------ VORLIEGENDER TEXT
Es muss sich also einiges ändern. Das Ministerium dürfe "nicht wieder in die Hände der CSU fallen", war schon im Juni auf der Homepage der grünen Bundestagsfraktion zu lesen. Kann Gastel sich vorstellen, dass es nach der Wahl einen grünen Bundesverkehrsminister gibt? "Ich hoffe darauf!", kommt mit großer Entschiedenheit zurück. Wer könnte das sein, vielleicht der jetzige oder vorige Verkehrsausschuss-Vorsitzende oder ein bahnpolitischer Sprecher? Namen will er keine nennen, aber es gebe "viele Leute, die in Frage kommen".

Kommt die nächste Frage: In einer Koalition mit wem? Auch hier möchte sich Gastel nicht festlegen, glaubt aber, mit der SPD könne "am meisten bewegt werden", und selbst in einer Koalition mit der FDP lasse sich etwas erreichen, auch wenn er die "nicht gerade anstrebe". Also, nach dem Ausschlussprinzip, am ehesten Rot-rot-grün. Diese Konstellation liege "natürlich auf der Hand", antwortet Leidig etwas direkter.

Große Aufgaben warten auf jeden Fall, vor allem im Hinblick auf die Infrastruktur. In Deutschland sind heute mehr Züge denn je unterwegs, auf einem seit der Bahnreform 1994 fortwährend geschrumpften Gleisnetz. "Wir haben keinen Mangel an Straßen. Jedes Haus in Deutschland ist durch eine Straße erschlossen", sagt Gastel. "Aber wir haben mehr als 100 Mittelzentren, mit Millionen von Menschen, die keinen Bahnanschluss haben. Dann kann doch die Antwort darauf nicht sein: Wir bauen halt noch mehr Straßen."

Wobei Verbesserungen manchmal auch ganz einfach wären. So kritisiert Gastel an Scheuers Amtszeit massiv, dass in ihr keinerlei Etat für Kleinmaßnahmen im Bereich der Bahn bereitgestellt hworden sei, nur für Großprojekte. Dabei brächten gerade kleine Maßnahmen oft schon große Verbesserungen der Betriebsqualität. Ein Beispiel: "Es gibt auf der Bahnstrecke von Tübingen nach Stuttgart Streckenabschnitte von bis zu 15 Kilometern ohne eine Überleitstelle", so Gastel. "Es kann also immer nur ein Zug auf diesem Abschnitt unterwegs sein. Und wenn, aus welchem Grund auch immer, ein Gleis nicht genutzt werden kann, dann muss ein sehr langer Gleisabschnitt einseitig gesperrt werden, was natürlich gravierende Auswirkungen hat."
------------
------ GEGEBENE DATEN
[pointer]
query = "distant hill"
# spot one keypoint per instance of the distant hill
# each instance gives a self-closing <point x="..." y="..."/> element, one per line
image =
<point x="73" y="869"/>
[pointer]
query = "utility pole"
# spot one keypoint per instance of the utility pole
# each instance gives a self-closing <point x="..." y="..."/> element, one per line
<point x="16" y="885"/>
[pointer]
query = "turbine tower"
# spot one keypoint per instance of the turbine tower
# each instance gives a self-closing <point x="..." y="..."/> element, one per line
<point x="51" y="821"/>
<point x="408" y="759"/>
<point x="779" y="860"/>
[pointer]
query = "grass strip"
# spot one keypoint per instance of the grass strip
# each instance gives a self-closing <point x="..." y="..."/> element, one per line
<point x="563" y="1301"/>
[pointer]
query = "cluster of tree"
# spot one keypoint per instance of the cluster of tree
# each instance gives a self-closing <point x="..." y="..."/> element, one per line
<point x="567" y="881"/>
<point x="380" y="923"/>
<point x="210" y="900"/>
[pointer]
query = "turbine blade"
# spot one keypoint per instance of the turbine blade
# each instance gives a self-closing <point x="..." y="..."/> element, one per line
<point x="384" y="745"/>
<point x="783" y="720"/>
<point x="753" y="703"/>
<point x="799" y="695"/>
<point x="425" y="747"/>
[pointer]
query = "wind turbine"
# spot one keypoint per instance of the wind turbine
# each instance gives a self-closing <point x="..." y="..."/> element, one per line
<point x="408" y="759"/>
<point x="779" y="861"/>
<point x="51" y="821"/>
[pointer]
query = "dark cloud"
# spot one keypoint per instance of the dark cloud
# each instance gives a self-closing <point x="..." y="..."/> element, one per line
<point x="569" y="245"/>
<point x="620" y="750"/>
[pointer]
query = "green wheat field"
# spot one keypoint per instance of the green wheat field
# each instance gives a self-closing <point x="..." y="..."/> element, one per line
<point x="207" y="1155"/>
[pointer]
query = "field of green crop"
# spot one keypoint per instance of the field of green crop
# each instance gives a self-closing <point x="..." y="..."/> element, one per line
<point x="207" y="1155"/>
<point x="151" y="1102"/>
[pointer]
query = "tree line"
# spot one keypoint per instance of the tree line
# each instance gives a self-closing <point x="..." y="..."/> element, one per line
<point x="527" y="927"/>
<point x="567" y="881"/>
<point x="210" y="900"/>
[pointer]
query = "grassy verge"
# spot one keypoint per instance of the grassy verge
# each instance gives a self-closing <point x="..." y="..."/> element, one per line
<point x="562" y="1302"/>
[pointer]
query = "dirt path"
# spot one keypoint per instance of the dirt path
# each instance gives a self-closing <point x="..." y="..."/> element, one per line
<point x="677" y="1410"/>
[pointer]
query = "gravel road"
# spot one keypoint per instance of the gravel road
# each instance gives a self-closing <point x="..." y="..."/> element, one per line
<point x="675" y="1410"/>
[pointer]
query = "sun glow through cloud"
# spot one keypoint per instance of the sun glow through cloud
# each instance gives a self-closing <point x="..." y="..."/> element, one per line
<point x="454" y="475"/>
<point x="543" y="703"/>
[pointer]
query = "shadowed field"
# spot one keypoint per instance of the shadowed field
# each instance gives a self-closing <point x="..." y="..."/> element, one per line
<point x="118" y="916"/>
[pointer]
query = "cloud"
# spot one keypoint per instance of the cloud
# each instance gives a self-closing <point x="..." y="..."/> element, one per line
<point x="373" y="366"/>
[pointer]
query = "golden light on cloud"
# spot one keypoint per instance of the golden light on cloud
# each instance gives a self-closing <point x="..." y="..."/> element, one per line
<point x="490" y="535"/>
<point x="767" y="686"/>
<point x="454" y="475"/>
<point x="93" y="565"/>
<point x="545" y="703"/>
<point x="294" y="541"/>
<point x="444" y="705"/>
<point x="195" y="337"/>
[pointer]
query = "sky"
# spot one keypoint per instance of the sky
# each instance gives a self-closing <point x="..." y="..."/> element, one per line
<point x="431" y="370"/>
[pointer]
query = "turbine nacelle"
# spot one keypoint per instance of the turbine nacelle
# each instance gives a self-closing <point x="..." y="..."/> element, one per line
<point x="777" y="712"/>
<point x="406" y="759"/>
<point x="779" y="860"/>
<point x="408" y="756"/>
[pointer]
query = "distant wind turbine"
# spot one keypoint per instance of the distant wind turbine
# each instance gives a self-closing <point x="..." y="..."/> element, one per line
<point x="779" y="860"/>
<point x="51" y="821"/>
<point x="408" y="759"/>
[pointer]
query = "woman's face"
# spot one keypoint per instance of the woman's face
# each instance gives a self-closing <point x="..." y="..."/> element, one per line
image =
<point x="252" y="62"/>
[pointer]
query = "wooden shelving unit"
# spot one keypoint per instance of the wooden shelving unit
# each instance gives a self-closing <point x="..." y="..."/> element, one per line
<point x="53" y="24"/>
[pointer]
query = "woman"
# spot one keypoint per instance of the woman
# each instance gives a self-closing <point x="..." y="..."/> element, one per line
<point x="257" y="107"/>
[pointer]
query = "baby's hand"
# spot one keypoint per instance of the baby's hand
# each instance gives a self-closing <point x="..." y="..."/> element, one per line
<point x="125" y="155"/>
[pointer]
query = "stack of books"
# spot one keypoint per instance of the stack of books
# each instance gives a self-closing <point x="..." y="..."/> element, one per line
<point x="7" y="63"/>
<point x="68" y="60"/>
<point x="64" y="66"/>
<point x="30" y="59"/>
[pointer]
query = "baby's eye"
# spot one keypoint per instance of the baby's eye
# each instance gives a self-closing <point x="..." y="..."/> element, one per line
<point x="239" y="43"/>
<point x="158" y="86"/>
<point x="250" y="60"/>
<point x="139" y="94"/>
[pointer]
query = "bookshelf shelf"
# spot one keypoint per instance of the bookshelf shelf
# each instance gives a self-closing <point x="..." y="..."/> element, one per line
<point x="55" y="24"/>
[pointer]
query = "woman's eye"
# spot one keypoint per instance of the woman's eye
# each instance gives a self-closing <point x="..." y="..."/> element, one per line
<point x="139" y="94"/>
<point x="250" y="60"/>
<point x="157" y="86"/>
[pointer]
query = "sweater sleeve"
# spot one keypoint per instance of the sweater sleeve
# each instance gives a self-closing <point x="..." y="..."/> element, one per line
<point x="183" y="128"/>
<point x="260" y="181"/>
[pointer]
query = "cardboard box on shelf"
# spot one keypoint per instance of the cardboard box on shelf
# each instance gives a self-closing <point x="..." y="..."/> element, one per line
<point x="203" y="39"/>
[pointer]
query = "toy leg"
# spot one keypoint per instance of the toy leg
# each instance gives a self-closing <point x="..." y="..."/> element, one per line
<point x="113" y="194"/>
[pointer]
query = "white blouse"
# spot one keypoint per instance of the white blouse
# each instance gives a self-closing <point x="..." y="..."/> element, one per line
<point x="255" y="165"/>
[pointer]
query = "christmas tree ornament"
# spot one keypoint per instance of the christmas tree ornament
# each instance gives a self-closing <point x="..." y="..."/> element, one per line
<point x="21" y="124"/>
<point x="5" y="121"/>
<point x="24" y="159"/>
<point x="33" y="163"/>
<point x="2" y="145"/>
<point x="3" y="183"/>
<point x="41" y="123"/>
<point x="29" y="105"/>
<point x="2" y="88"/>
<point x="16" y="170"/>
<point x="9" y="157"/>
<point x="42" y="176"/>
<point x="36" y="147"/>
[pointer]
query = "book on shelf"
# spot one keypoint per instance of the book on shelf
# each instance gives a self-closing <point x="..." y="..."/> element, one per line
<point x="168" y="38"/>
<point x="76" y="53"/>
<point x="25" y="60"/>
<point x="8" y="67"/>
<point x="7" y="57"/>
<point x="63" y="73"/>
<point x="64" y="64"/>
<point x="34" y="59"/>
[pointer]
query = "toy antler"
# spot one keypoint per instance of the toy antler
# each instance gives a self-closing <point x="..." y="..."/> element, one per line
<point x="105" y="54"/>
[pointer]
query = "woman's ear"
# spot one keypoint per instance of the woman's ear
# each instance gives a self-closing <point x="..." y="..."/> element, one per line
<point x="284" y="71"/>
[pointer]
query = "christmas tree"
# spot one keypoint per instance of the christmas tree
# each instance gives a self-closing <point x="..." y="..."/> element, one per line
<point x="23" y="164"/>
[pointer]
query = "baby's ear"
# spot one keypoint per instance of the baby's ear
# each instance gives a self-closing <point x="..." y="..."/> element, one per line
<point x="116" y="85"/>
------------
------ GEGEBENE DATEN
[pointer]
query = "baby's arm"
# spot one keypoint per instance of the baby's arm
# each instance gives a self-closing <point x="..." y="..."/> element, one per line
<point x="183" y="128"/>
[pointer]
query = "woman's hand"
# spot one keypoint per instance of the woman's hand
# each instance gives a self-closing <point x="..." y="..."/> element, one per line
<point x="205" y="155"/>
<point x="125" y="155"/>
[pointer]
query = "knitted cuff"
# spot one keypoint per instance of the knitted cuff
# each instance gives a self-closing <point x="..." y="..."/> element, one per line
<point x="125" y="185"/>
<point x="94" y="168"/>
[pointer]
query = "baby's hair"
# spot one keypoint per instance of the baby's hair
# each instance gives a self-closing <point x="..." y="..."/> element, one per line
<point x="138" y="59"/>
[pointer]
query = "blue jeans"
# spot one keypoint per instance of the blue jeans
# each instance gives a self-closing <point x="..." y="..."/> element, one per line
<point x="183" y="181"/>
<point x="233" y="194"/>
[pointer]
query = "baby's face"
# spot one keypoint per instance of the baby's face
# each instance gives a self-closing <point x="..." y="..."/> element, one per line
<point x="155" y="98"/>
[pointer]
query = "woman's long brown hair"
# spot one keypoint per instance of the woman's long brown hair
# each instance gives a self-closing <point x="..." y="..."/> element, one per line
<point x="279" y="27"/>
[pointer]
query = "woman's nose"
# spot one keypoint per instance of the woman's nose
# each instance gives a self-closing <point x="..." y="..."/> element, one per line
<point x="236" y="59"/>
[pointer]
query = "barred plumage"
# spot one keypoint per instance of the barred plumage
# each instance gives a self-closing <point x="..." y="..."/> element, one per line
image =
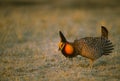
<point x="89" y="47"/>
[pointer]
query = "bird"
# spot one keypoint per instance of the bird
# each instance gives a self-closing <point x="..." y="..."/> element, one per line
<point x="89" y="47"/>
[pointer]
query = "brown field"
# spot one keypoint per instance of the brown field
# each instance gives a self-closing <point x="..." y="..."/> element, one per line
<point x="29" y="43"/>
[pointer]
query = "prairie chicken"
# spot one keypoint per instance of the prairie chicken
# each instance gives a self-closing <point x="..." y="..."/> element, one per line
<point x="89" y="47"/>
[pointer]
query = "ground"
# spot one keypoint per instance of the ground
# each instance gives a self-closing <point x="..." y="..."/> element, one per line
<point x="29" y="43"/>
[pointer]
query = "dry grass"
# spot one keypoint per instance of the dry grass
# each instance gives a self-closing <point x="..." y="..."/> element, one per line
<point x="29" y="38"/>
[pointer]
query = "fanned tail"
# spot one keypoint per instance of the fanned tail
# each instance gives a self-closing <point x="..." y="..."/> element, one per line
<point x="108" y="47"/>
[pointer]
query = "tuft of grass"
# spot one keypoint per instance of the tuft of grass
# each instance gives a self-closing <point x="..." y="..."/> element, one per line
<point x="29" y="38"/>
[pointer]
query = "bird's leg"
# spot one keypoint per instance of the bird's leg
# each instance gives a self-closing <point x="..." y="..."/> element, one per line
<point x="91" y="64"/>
------------
------ GEGEBENE DATEN
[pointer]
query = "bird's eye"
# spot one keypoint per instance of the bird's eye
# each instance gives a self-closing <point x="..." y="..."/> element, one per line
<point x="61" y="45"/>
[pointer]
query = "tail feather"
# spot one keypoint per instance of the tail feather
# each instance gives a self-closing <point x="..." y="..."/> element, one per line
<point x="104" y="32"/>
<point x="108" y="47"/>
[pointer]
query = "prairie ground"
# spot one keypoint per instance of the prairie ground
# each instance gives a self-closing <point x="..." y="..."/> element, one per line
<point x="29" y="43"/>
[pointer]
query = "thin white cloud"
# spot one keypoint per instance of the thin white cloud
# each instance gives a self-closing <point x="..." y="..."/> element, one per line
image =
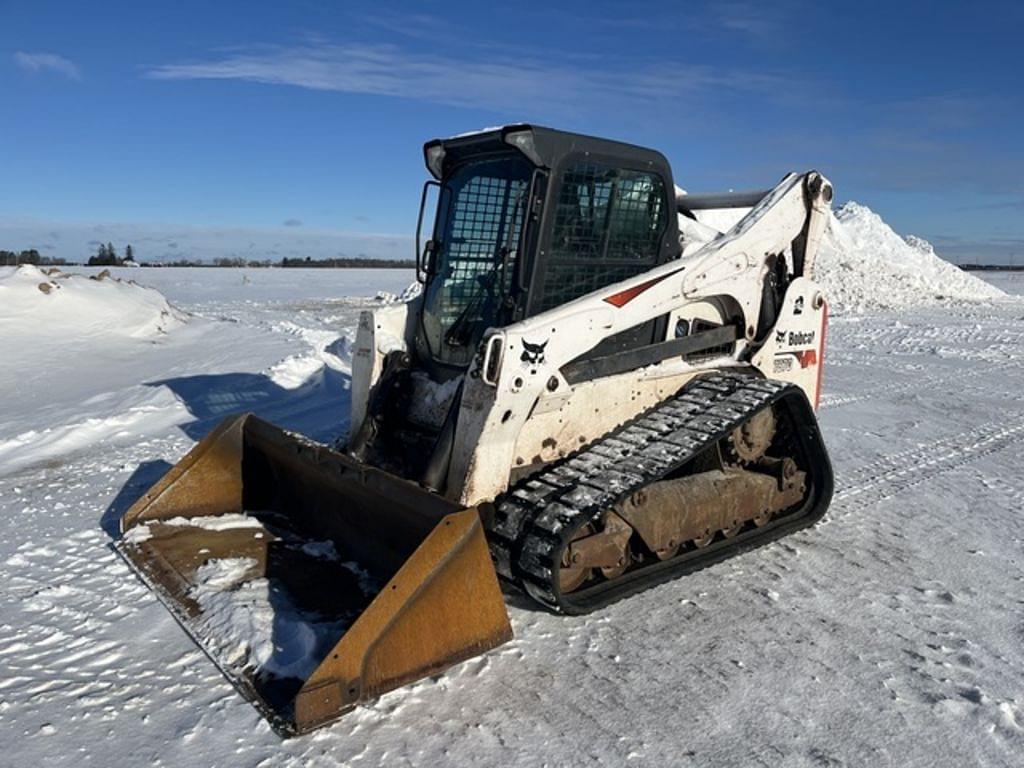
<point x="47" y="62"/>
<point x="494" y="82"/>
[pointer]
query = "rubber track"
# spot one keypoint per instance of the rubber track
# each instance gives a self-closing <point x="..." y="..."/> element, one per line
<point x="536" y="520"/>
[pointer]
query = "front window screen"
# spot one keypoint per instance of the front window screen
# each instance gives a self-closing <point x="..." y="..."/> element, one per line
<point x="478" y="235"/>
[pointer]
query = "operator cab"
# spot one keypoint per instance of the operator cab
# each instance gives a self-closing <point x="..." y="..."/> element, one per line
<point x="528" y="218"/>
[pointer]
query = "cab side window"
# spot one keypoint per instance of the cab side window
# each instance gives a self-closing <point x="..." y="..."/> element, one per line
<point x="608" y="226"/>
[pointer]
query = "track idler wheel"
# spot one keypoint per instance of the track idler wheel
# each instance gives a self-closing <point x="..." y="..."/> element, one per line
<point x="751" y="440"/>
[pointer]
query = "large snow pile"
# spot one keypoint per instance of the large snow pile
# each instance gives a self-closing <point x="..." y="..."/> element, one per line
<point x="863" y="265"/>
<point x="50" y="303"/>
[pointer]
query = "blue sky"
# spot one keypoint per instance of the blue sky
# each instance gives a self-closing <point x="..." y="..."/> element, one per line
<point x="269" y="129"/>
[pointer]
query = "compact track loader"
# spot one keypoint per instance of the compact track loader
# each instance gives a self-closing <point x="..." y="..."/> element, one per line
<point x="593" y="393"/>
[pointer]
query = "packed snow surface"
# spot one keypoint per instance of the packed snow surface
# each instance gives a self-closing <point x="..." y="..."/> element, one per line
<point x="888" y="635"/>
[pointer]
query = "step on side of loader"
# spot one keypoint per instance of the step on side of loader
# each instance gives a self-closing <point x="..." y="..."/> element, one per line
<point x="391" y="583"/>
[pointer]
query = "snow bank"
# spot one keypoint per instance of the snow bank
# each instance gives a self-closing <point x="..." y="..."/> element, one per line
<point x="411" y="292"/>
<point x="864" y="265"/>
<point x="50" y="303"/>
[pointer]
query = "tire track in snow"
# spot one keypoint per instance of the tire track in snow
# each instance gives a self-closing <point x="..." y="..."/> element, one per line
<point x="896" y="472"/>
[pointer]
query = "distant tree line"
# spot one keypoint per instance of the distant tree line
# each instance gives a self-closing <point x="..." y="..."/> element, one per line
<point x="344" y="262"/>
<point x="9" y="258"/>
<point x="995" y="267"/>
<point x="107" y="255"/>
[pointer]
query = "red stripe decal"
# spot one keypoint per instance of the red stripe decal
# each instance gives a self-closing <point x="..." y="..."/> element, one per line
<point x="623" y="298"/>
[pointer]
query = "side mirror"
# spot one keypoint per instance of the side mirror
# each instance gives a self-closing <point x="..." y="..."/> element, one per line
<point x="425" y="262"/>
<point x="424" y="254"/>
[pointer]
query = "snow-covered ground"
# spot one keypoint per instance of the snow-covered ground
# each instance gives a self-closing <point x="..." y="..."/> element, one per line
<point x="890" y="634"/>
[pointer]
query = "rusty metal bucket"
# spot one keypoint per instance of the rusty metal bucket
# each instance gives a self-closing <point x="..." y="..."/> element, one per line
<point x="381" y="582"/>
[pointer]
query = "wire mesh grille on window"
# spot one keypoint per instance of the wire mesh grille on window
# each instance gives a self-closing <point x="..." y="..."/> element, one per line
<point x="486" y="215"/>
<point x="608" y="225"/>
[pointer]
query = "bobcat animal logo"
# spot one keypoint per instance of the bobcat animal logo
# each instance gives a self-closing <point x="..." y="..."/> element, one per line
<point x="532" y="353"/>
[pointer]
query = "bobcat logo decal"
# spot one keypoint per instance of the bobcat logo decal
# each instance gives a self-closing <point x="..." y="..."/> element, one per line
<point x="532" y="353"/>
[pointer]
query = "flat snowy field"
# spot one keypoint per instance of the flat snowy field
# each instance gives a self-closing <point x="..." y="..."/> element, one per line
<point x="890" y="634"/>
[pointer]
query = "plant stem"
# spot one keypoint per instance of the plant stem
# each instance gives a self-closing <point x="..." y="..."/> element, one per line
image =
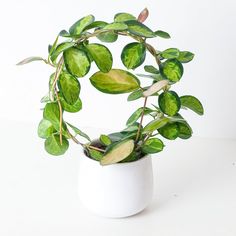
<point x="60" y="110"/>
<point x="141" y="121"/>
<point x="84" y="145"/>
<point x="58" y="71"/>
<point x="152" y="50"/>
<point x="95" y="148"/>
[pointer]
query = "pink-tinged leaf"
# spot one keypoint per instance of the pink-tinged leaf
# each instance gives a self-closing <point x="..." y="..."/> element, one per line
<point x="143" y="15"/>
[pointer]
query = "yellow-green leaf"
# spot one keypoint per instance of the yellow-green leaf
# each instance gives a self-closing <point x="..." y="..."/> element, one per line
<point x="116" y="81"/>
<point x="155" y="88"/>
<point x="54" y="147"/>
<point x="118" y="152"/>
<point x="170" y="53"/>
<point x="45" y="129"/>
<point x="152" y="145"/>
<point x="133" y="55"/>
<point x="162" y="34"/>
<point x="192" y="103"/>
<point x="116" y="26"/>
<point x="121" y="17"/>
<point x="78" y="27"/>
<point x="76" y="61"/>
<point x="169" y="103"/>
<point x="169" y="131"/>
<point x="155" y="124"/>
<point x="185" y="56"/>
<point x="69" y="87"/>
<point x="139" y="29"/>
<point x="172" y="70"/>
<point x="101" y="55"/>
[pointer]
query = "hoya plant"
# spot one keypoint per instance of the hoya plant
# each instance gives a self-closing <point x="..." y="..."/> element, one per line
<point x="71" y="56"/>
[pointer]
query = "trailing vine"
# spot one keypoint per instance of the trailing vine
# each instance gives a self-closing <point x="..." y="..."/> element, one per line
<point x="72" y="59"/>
------------
▶ **GESTELLTE AUFGABE**
Formulieren Sie den vorliegenden Text neu, beginnend bei den Worten „Kommt die nächste“ und endend nach „Leidig etwas direkter.“. Setzen Sie dabei „deutlich offener“ anstelle von „etwas direkter“ ein.

▶ **ERWARTETE LÖSUNG**
Kommt die nächste Frage: In einer Koalition mit wem? Auch hier möchte sich Gastel nicht festlegen, glaubt aber, mit der SPD könne "am meisten bewegt werden", und selbst in einer Koalition mit der FDP lasse sich etwas erreichen, auch wenn er die "nicht gerade anstrebe". Also, nach dem Ausschlussprinzip, am ehesten Rot-rot-grün. Diese Konstellation liege "natürlich auf der Hand", antwortet Leidig deutlich offener.